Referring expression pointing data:
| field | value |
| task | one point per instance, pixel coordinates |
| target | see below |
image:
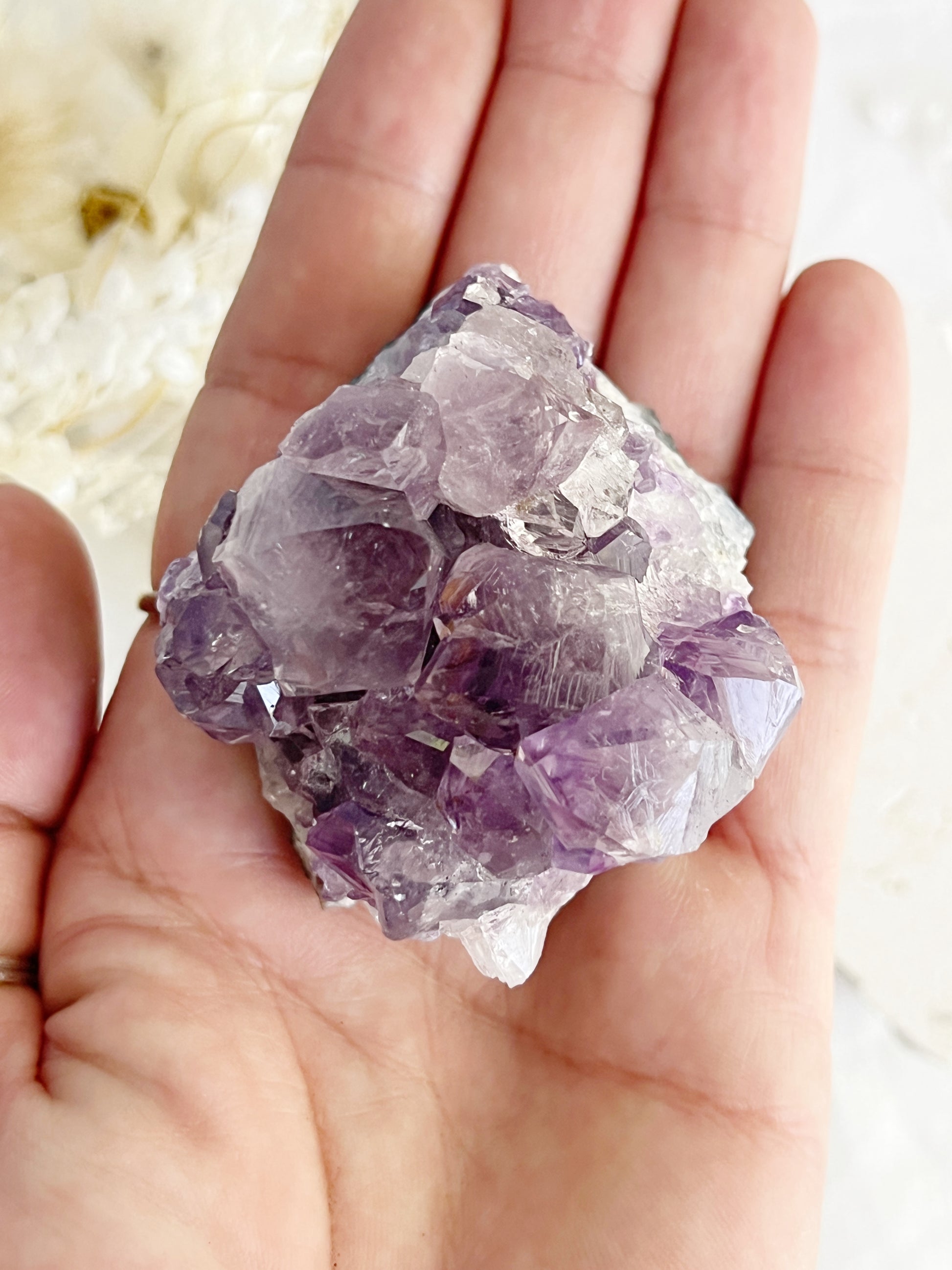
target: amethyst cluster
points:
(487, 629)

--

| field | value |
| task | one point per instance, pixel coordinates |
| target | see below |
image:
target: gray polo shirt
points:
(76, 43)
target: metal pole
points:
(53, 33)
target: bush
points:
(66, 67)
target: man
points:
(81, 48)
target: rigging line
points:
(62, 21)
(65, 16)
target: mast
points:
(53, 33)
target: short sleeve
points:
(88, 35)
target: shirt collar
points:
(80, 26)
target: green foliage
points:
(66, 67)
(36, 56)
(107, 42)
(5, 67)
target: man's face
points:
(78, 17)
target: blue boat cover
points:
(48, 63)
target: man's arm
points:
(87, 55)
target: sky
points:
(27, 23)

WHAT YOU NEED TO DO: Your reply should consist solely of the number of lines above that contain the word "shirt".

COMPLETED TASK: 2